:: Data to examine ::
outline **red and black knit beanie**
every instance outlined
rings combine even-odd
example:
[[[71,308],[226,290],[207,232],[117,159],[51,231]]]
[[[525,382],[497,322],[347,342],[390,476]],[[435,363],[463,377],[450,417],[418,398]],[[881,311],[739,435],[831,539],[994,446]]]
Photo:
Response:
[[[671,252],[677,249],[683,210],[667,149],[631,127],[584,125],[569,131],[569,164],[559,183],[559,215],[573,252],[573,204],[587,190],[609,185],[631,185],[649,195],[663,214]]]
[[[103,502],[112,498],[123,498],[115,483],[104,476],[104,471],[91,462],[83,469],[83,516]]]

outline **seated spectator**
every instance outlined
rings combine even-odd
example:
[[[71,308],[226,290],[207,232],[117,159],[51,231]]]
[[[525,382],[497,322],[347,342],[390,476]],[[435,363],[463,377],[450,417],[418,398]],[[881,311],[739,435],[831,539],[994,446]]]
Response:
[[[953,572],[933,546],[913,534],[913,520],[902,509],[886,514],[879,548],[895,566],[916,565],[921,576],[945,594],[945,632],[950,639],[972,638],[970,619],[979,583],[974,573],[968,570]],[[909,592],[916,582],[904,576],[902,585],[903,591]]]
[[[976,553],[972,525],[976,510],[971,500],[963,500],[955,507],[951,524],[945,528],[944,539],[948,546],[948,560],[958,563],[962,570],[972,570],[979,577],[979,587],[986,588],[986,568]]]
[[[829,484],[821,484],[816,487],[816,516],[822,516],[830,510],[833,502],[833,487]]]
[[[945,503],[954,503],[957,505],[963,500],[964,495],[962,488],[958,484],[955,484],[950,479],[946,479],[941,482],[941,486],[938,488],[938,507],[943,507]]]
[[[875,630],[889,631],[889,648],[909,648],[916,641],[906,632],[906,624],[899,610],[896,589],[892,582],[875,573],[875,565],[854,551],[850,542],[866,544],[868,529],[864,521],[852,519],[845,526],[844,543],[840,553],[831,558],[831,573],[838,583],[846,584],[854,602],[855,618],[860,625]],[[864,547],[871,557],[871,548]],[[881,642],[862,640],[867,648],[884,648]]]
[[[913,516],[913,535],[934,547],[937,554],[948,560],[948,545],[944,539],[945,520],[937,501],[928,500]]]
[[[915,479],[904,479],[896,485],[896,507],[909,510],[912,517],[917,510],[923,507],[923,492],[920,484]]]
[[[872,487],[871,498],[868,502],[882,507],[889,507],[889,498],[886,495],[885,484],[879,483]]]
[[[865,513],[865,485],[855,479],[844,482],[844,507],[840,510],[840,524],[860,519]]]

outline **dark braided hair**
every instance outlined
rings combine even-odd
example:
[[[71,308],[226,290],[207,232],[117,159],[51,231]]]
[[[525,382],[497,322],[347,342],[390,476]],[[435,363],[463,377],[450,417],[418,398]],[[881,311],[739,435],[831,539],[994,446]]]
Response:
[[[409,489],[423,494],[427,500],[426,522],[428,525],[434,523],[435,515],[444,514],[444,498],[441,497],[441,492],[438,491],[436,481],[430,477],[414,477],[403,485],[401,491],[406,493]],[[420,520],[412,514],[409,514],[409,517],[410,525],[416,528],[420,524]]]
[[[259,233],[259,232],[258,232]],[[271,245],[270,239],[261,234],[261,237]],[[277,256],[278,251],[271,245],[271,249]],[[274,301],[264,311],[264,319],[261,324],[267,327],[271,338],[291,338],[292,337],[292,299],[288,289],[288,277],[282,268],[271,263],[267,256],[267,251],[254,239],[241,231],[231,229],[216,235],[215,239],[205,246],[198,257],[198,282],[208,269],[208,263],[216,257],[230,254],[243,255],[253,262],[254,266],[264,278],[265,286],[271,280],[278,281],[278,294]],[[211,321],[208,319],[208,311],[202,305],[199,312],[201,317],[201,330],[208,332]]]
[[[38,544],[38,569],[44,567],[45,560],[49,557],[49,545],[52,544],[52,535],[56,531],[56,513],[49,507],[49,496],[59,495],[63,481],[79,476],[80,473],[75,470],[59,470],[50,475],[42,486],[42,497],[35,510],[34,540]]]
:::
What the exercise asks
Output each entry exactly as written, leaving none out.

Problem solution
outline **red and black knit beanie**
every instance outlined
rings combine even-odd
example:
[[[71,308],[226,290],[207,232],[117,159],[51,231]]]
[[[525,382],[497,322],[347,342],[390,476]],[[435,363],[463,377],[450,417],[418,398]],[[881,311],[739,435],[831,539],[994,446]]]
Photo:
Response:
[[[671,252],[677,249],[683,210],[667,149],[631,127],[584,125],[569,131],[569,164],[559,183],[559,215],[573,252],[573,204],[587,190],[609,185],[631,185],[649,195],[663,214]]]
[[[103,502],[112,498],[123,498],[115,483],[104,476],[104,471],[91,462],[83,469],[83,516]]]

outline **seated spectator**
every instance outlined
rings combine even-odd
example:
[[[71,308],[226,290],[207,232],[117,159],[51,231]]]
[[[525,382],[497,322],[347,342],[390,476]],[[435,363],[463,377],[450,417],[418,398]],[[881,311],[739,435],[831,539],[994,446]]]
Response:
[[[953,572],[933,546],[913,534],[913,520],[902,509],[886,514],[879,548],[895,566],[916,565],[921,576],[945,594],[945,632],[950,639],[972,638],[970,619],[979,583],[974,573],[968,570]],[[909,592],[916,582],[904,576],[902,585],[903,591]]]
[[[976,553],[972,525],[976,510],[971,500],[963,500],[955,507],[951,524],[945,528],[944,539],[948,546],[948,560],[958,563],[962,570],[972,570],[979,577],[979,587],[986,588],[986,568]]]
[[[829,484],[821,484],[816,487],[816,516],[822,516],[830,510],[833,502],[833,487]]]
[[[945,503],[954,503],[957,505],[963,500],[964,495],[962,488],[958,484],[955,484],[950,479],[946,479],[941,482],[941,486],[938,488],[938,507],[943,507]]]
[[[875,630],[889,631],[889,648],[909,648],[916,641],[906,632],[906,624],[899,610],[896,589],[892,582],[875,573],[875,565],[854,551],[850,542],[866,544],[868,529],[864,521],[852,519],[845,526],[844,543],[840,553],[831,558],[831,573],[838,583],[846,584],[854,602],[855,618],[860,625]],[[864,547],[871,557],[871,548]],[[881,642],[862,640],[867,648],[884,648]]]
[[[913,516],[913,535],[934,547],[937,554],[948,560],[948,545],[944,539],[945,520],[937,501],[928,500]]]
[[[915,479],[904,479],[896,485],[896,507],[909,510],[912,517],[917,510],[923,507],[923,492],[920,484]]]
[[[872,487],[871,498],[868,502],[882,507],[889,507],[889,498],[886,495],[885,484],[879,483]]]
[[[865,513],[865,485],[855,479],[844,482],[844,507],[840,510],[840,524],[860,519]]]

outline **dark braided hair**
every instance outlined
rings combine even-odd
example:
[[[71,308],[226,290],[207,232],[117,159],[51,231]]]
[[[525,382],[497,322],[347,342],[390,476]],[[435,363],[463,377],[450,417],[418,398]],[[881,311],[739,435],[831,539],[994,446]]]
Response:
[[[409,489],[423,494],[427,500],[426,522],[428,525],[434,523],[435,515],[444,514],[444,498],[441,497],[441,492],[438,491],[436,481],[430,477],[414,477],[403,485],[401,491],[406,493]],[[420,520],[412,514],[409,514],[409,517],[410,525],[416,528],[420,524]]]
[[[259,233],[259,232],[258,232]],[[271,245],[270,239],[261,234],[261,237]],[[277,256],[278,251],[271,245],[271,249]],[[274,301],[264,311],[264,319],[261,324],[267,327],[271,338],[291,338],[292,337],[292,299],[288,289],[288,277],[282,268],[271,263],[267,256],[267,251],[254,239],[241,231],[231,229],[216,235],[215,239],[205,246],[198,257],[198,282],[208,269],[208,263],[216,257],[230,254],[243,255],[253,262],[254,266],[264,278],[265,286],[271,280],[278,281],[278,294]],[[211,321],[208,319],[208,311],[202,305],[199,312],[201,317],[201,330],[208,332]]]
[[[38,544],[38,569],[44,567],[45,560],[49,557],[49,545],[52,544],[52,535],[56,531],[56,513],[49,507],[49,496],[59,495],[63,481],[79,476],[80,473],[75,470],[59,470],[50,475],[42,486],[42,497],[35,510],[34,540]]]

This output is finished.